⟨

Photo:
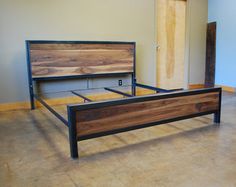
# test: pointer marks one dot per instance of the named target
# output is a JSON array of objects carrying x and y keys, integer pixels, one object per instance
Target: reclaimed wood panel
[
  {"x": 51, "y": 60},
  {"x": 103, "y": 119}
]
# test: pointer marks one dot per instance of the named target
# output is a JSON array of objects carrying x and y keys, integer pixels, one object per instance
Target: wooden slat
[
  {"x": 50, "y": 60},
  {"x": 115, "y": 117}
]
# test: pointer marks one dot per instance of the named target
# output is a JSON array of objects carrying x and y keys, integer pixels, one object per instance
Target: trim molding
[{"x": 66, "y": 100}]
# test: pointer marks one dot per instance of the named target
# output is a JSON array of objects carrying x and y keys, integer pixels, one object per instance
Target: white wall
[
  {"x": 224, "y": 13},
  {"x": 115, "y": 20}
]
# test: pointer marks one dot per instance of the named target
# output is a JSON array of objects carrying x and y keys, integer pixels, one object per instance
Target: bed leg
[
  {"x": 32, "y": 104},
  {"x": 72, "y": 134},
  {"x": 217, "y": 117}
]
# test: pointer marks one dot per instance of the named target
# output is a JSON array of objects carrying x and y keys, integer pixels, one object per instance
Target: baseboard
[
  {"x": 227, "y": 88},
  {"x": 65, "y": 101},
  {"x": 196, "y": 86}
]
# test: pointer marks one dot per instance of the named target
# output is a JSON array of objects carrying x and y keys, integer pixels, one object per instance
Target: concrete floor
[{"x": 34, "y": 151}]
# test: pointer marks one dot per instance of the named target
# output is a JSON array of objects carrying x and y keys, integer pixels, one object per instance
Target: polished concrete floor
[{"x": 34, "y": 151}]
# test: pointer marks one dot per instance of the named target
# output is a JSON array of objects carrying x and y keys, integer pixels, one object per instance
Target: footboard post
[
  {"x": 217, "y": 115},
  {"x": 72, "y": 133}
]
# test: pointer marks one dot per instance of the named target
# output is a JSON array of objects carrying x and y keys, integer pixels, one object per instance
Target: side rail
[{"x": 91, "y": 120}]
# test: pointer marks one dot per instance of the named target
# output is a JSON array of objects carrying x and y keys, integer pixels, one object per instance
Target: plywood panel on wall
[{"x": 171, "y": 28}]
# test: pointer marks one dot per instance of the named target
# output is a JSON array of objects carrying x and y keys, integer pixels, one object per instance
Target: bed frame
[{"x": 62, "y": 60}]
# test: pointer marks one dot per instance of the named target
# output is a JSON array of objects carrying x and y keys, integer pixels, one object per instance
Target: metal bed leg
[
  {"x": 32, "y": 104},
  {"x": 217, "y": 115},
  {"x": 72, "y": 134}
]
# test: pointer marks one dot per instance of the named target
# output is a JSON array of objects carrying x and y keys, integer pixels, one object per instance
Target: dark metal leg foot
[
  {"x": 72, "y": 134},
  {"x": 217, "y": 117},
  {"x": 74, "y": 151}
]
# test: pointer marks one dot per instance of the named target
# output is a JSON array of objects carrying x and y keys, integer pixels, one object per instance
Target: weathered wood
[
  {"x": 50, "y": 60},
  {"x": 171, "y": 28},
  {"x": 92, "y": 121}
]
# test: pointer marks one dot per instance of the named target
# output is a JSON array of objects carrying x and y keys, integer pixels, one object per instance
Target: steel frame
[{"x": 130, "y": 98}]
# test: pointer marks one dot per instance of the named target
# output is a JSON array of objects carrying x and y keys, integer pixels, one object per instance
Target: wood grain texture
[
  {"x": 171, "y": 24},
  {"x": 92, "y": 121},
  {"x": 50, "y": 60}
]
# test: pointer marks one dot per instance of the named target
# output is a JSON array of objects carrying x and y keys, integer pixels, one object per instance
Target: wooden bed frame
[{"x": 60, "y": 60}]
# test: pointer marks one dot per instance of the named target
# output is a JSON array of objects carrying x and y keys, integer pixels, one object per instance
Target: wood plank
[
  {"x": 114, "y": 117},
  {"x": 49, "y": 60},
  {"x": 171, "y": 28}
]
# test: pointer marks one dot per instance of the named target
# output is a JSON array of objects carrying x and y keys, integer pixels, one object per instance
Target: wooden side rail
[{"x": 97, "y": 119}]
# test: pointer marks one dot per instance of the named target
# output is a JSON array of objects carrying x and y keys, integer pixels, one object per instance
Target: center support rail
[
  {"x": 118, "y": 92},
  {"x": 81, "y": 96}
]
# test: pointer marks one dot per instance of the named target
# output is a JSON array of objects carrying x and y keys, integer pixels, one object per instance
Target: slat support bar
[
  {"x": 81, "y": 96},
  {"x": 118, "y": 92}
]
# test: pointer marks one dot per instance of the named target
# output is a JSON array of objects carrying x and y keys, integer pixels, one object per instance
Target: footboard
[{"x": 97, "y": 119}]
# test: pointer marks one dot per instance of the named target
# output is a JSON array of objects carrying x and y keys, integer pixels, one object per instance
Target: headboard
[{"x": 58, "y": 59}]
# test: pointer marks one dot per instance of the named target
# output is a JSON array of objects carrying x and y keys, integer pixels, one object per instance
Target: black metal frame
[{"x": 129, "y": 98}]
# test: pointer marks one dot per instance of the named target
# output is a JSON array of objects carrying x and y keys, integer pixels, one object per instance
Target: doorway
[
  {"x": 171, "y": 34},
  {"x": 210, "y": 55}
]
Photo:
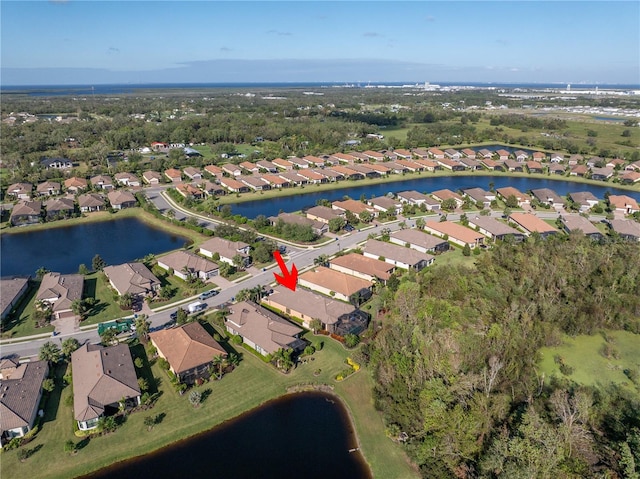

⟩

● EXERCISE: What you give back should be the full material above, retyped exactly, with every image removed.

● YOUR SOLUTION:
Photo:
# test: pointer marks one dot per instance of the named target
# output is a JSON array of objects carrying x and y keys, integer pixels, one object per instance
Target: reclaimed wood panel
[
  {"x": 51, "y": 60},
  {"x": 103, "y": 119}
]
# test: pointer marks one dot per instance of the named target
# output is a JSON array of objects carrying x and y keys, integer pixels, one object per instance
Target: wooden slat
[
  {"x": 50, "y": 60},
  {"x": 115, "y": 117}
]
# test: pointer marks one dot per instance of the named target
# output is a JSON array of objects carrying x and y keys, integer pixels, one object per instance
Target: trim molding
[{"x": 66, "y": 100}]
# test: pointer marks one dot per instance of the named target
# output is a JSON array of objects carrying x and y keys, integer pixels, one object per instance
Target: white wall
[
  {"x": 224, "y": 13},
  {"x": 115, "y": 20}
]
# test: pointer marks one dot per instance of the named target
# output is a JSON array of objects carrying x and y keys, integer pixels, one object per instance
Target: bed leg
[
  {"x": 32, "y": 104},
  {"x": 72, "y": 134},
  {"x": 217, "y": 117}
]
# test: pointer marks one dot per instance of the named target
# output is a JSON array of objects carrying x and y keys, integer pixels, one object per instance
Target: baseboard
[
  {"x": 227, "y": 88},
  {"x": 65, "y": 101},
  {"x": 196, "y": 86}
]
# test: pointer marks one dot per instance of the named target
# output is a JSON array of objects carrying x and y keys, integer pixels, one object per instance
Target: concrete floor
[{"x": 34, "y": 151}]
# test: pointer marks one dot per instance of the named target
# output is a JSON array of objects carrying x and y keys, integer pixels, one object per instance
Target: polished concrete floor
[{"x": 34, "y": 151}]
# test: pointer marks one dot per instance of the named target
# output is a JSON array of objects carrying x and y keys, integer pixels, one object per instance
Target: footboard post
[
  {"x": 217, "y": 115},
  {"x": 72, "y": 133}
]
# test: pointer marks one dot per instance of the named target
# output is a JSON array of objects carrying x and y keys, integer pixels, one object per instance
Target: side rail
[{"x": 91, "y": 120}]
# test: pointer marks one dot per instance of the named target
# output is a JSON array of objects carrying x and y keys, integer pixels, one object per instance
Target: plywood panel on wall
[{"x": 171, "y": 28}]
# test: pointer marks one dot per instance of the named target
# output is a JSON array of objects carrying x and y keys, integer pixels, one object per instance
Target: bed frame
[{"x": 62, "y": 60}]
# test: pointer marks one dot per instance of the named target
# output is a JSON array of objects carrying x and y keys, integer pixels, one object per instance
Target: metal bed leg
[
  {"x": 32, "y": 104},
  {"x": 217, "y": 115},
  {"x": 72, "y": 134}
]
# test: pointer marks one dot per instance of the named target
# output is a JSON array of objects carrying x and y keys, integer pixels, one object per instance
Target: dark metal leg foot
[
  {"x": 72, "y": 134},
  {"x": 217, "y": 117},
  {"x": 74, "y": 151}
]
# test: pointer marks one dot per instance of the named target
# output is a JSON array of objects carrying x and y keys, integer pixels, one object per instance
Target: weathered wood
[
  {"x": 50, "y": 60},
  {"x": 171, "y": 28},
  {"x": 92, "y": 121}
]
# test: pointer marks one dot per instance of the named target
# output is a JSON array of objects carrying x and y keys, integer pixels, one object per instance
Target: steel frame
[{"x": 130, "y": 98}]
# test: pointer marks one dot per instance of the named target
# output is a JSON array of objects carrying x and y keys, integer pixels, one object per instance
Target: wood grain texture
[
  {"x": 171, "y": 24},
  {"x": 92, "y": 121},
  {"x": 50, "y": 60}
]
# test: pointer marks one dot per instance of the named target
# output is a JSON array of objects carrying x and y keys, integer pixels, one object per instance
Target: wooden bed frame
[{"x": 60, "y": 60}]
# test: pointer marks one dot per instance of the named target
# output is a JSON array of objects carrying x and y keys, integer pixels, one object per instance
Target: wood plank
[
  {"x": 114, "y": 117},
  {"x": 49, "y": 60},
  {"x": 171, "y": 28}
]
# test: pointer marks one dot per instance of the named target
# output is a JSON array of objects carrying x and y keys, integer pixels, one object per instance
Target: wooden side rail
[{"x": 97, "y": 119}]
# test: pointer marks one dot per instance of the named target
# output is a JSON array of objects carrying x and y keys, integer pixels, one object per instance
Target: center support rail
[
  {"x": 118, "y": 92},
  {"x": 81, "y": 96}
]
# test: pointer marks one dot per instance of the named target
# output is a JSON array of objects carrying x and y keys, integer pixels, one object per instance
Target: slat support bar
[
  {"x": 81, "y": 96},
  {"x": 118, "y": 92}
]
# test: pointer marks one dot per instance of the named target
# output is a JSON array of objects carrying x and y keys, integer pixels, one object per instance
Target: footboard
[{"x": 97, "y": 119}]
# test: pointer marks one dot per instance of the named target
# output is a JSON array of objects carrying x and y keys, integer pixels, one object per instance
Target: headboard
[{"x": 58, "y": 59}]
# test: pointer marks one dot per instance of the named target
# output is a JSON array of objects carrying x and y keys, integer pixels, one object per instance
Target: black metal frame
[{"x": 129, "y": 98}]
# test: pointer marks one dot per instance of the named target
# output is a JSON array of objects carrying x and y keys, integer pixels, one object per instance
Target: doorway
[
  {"x": 171, "y": 34},
  {"x": 210, "y": 55}
]
Photo:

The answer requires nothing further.